Records from a dataset
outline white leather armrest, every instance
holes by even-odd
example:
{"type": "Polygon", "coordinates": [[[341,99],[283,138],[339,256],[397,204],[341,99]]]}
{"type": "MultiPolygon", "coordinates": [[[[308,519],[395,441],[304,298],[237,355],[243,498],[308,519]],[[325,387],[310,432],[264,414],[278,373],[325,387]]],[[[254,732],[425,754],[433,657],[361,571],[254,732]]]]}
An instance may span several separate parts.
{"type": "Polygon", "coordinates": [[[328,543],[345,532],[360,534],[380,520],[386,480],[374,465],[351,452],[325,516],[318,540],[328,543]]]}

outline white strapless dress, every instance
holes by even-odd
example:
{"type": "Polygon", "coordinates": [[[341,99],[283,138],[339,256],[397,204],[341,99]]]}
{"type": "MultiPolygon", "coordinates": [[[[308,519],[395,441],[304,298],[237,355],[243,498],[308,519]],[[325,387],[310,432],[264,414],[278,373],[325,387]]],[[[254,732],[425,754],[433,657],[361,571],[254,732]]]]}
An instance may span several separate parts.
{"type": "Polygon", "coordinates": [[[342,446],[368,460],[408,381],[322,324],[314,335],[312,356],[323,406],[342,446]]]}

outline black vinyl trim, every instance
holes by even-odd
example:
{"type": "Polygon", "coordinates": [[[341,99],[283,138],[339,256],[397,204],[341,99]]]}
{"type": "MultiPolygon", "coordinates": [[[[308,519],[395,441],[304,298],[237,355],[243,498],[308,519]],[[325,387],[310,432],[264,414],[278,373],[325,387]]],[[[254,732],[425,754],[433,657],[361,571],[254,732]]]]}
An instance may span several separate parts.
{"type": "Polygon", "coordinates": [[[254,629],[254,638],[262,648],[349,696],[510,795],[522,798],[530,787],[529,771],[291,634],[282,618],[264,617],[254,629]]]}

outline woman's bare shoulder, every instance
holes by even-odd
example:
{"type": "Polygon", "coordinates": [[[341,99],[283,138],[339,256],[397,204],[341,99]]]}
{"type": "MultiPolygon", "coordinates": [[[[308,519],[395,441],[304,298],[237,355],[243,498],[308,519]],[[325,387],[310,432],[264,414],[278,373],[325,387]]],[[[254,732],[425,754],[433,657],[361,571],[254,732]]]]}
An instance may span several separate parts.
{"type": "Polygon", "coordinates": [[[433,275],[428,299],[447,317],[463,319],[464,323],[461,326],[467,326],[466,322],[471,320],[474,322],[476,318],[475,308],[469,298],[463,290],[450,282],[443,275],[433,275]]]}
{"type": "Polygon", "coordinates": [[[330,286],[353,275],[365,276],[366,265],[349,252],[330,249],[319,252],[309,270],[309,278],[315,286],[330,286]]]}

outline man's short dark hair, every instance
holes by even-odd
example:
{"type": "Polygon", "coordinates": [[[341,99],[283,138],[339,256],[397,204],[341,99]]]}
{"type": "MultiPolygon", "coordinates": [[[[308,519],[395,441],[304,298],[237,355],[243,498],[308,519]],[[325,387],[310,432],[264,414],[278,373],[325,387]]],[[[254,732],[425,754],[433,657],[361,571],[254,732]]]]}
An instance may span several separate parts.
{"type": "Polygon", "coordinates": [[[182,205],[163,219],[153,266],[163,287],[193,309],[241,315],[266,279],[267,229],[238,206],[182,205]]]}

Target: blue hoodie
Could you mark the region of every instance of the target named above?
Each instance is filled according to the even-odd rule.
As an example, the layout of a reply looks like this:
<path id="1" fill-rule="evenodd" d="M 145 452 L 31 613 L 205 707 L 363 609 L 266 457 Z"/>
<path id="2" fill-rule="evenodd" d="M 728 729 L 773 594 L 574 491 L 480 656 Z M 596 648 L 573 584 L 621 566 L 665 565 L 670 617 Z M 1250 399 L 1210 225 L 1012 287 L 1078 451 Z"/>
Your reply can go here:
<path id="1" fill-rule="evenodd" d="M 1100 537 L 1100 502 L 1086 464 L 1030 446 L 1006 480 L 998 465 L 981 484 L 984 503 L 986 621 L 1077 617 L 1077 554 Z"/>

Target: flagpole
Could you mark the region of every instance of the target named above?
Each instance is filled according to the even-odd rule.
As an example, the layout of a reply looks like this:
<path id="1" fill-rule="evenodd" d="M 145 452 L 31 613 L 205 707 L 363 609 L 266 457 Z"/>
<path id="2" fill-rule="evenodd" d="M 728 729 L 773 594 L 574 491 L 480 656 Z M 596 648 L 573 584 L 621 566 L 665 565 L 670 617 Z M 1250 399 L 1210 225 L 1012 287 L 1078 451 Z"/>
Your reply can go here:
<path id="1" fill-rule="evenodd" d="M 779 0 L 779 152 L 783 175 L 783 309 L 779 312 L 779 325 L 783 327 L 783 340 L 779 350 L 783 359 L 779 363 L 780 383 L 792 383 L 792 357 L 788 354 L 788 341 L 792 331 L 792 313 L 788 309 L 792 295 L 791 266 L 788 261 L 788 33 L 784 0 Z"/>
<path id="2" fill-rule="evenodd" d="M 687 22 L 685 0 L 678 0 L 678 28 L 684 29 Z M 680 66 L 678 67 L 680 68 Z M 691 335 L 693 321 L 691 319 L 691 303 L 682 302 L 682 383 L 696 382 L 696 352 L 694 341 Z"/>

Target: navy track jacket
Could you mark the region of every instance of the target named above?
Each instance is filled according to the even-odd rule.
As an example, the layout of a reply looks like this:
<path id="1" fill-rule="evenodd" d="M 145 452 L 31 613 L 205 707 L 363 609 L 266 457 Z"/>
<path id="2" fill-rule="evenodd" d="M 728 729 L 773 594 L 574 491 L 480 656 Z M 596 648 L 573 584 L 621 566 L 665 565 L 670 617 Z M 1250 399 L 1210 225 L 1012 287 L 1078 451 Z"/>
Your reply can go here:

Stated task — Copy out these items line for line, with no changes.

Finished exercise —
outline white leather armrest, every instance
holes by even-odd
example:
{"type": "Polygon", "coordinates": [[[341,99],[283,138],[339,256],[397,204],[341,99]]]}
{"type": "MultiPolygon", "coordinates": [[[[308,519],[395,441],[304,298],[237,355],[243,498],[308,519]],[[325,387],[310,432],[264,414],[278,373],[325,387]]],[[[254,732],[425,754],[433,657],[361,571],[254,732]]]]}
An instance may span several separate parts.
{"type": "Polygon", "coordinates": [[[328,543],[345,532],[360,534],[380,520],[386,480],[374,465],[351,452],[325,516],[318,540],[328,543]]]}

outline white strapless dress, every instance
holes by even-odd
example:
{"type": "Polygon", "coordinates": [[[341,99],[283,138],[339,256],[397,204],[341,99]]]}
{"type": "MultiPolygon", "coordinates": [[[[308,519],[395,441],[304,298],[237,355],[243,498],[308,519]],[[325,387],[310,432],[264,414],[278,373],[325,387]]],[[[254,732],[425,754],[433,657],[361,571],[254,732]]]]}
An instance may span several separate parts.
{"type": "Polygon", "coordinates": [[[342,446],[368,460],[408,381],[322,324],[314,335],[312,356],[323,406],[342,446]]]}

outline black vinyl trim, every instance
holes by even-odd
example:
{"type": "Polygon", "coordinates": [[[341,99],[283,138],[339,256],[397,204],[341,99]]]}
{"type": "MultiPolygon", "coordinates": [[[[308,519],[395,441],[304,298],[237,355],[243,498],[308,519]],[[325,387],[310,432],[264,414],[278,373],[325,387]]],[[[254,732],[425,754],[433,657],[361,571],[254,732]]]]}
An instance may span several separate parts.
{"type": "Polygon", "coordinates": [[[254,629],[254,638],[262,648],[349,696],[510,795],[522,798],[530,787],[529,771],[291,634],[282,618],[264,617],[254,629]]]}

outline woman's bare shoulder, every instance
holes by even-odd
example:
{"type": "Polygon", "coordinates": [[[341,99],[283,138],[339,256],[397,204],[341,99]]]}
{"type": "MultiPolygon", "coordinates": [[[[308,519],[395,441],[304,298],[237,355],[243,498],[308,519]],[[325,387],[310,432],[264,414],[278,373],[325,387]]],[[[254,732],[425,754],[433,657],[361,571],[254,732]]]]}
An instance may span several separate parts.
{"type": "Polygon", "coordinates": [[[433,275],[428,299],[447,317],[463,319],[464,323],[461,326],[467,326],[466,322],[471,320],[474,322],[476,318],[475,308],[469,298],[463,290],[450,282],[443,275],[433,275]]]}
{"type": "Polygon", "coordinates": [[[330,286],[353,275],[365,276],[366,265],[349,252],[330,249],[319,252],[309,270],[309,278],[315,286],[330,286]]]}

outline man's short dark hair, every instance
holes by even-odd
example:
{"type": "Polygon", "coordinates": [[[341,99],[283,138],[339,256],[397,204],[341,99]]]}
{"type": "MultiPolygon", "coordinates": [[[[308,519],[395,441],[304,298],[237,355],[243,498],[308,519]],[[325,387],[310,432],[264,414],[278,373],[325,387]]],[[[254,732],[425,754],[433,657],[361,571],[254,732]]]]}
An instance may span several separate parts.
{"type": "Polygon", "coordinates": [[[182,205],[163,219],[153,266],[163,287],[193,309],[241,315],[266,279],[267,229],[238,206],[182,205]]]}

Target: blue hoodie
Could you mark the region of every instance of the target named above?
Each instance is filled according to the even-odd rule.
As an example, the layout of a reply looks like this:
<path id="1" fill-rule="evenodd" d="M 145 452 L 31 613 L 205 707 L 363 609 L 266 457 Z"/>
<path id="2" fill-rule="evenodd" d="M 728 729 L 773 594 L 574 491 L 480 656 Z M 596 648 L 573 584 L 621 566 L 665 565 L 670 617 Z M 1250 399 L 1210 225 L 1012 287 L 1078 451 Z"/>
Your reply can go here:
<path id="1" fill-rule="evenodd" d="M 1100 537 L 1100 502 L 1086 464 L 1030 446 L 1006 480 L 998 465 L 981 484 L 984 503 L 986 621 L 1077 617 L 1077 554 Z"/>

Target: flagpole
Could you mark the region of every instance of the target named above?
Each instance is filled according to the even-odd rule.
As an example, the layout of a reply looks like this:
<path id="1" fill-rule="evenodd" d="M 145 452 L 31 613 L 205 707 L 363 609 L 266 457 Z"/>
<path id="2" fill-rule="evenodd" d="M 728 729 L 773 594 L 574 491 L 480 656 Z M 596 648 L 573 584 L 621 566 L 665 565 L 670 617 Z M 1250 399 L 1210 225 L 1012 287 L 1078 451 Z"/>
Your reply can go here:
<path id="1" fill-rule="evenodd" d="M 779 0 L 779 152 L 783 175 L 783 309 L 779 312 L 779 325 L 783 327 L 783 340 L 779 350 L 783 359 L 779 363 L 780 383 L 792 383 L 792 357 L 788 354 L 788 341 L 792 331 L 792 313 L 788 309 L 792 295 L 791 266 L 788 261 L 788 33 L 784 0 Z"/>
<path id="2" fill-rule="evenodd" d="M 687 22 L 685 0 L 678 0 L 678 28 L 684 29 Z M 680 66 L 678 67 L 680 68 Z M 691 335 L 693 321 L 691 319 L 691 303 L 682 302 L 682 383 L 696 382 L 696 352 L 694 341 Z"/>

Target: navy track jacket
Could you mark the region of every instance of the target named above?
Each instance is filled according to the even-odd rule.
As an example, the layout of a reply looks like this:
<path id="1" fill-rule="evenodd" d="M 145 452 L 31 613 L 205 707 L 363 609 L 266 457 Z"/>
<path id="2" fill-rule="evenodd" d="M 728 729 L 773 594 L 574 491 L 480 656 Z M 596 648 L 573 584 L 621 566 L 665 565 L 670 617 Z M 1250 399 L 1210 225 L 1012 287 L 1078 451 Z"/>
Your reply can go here:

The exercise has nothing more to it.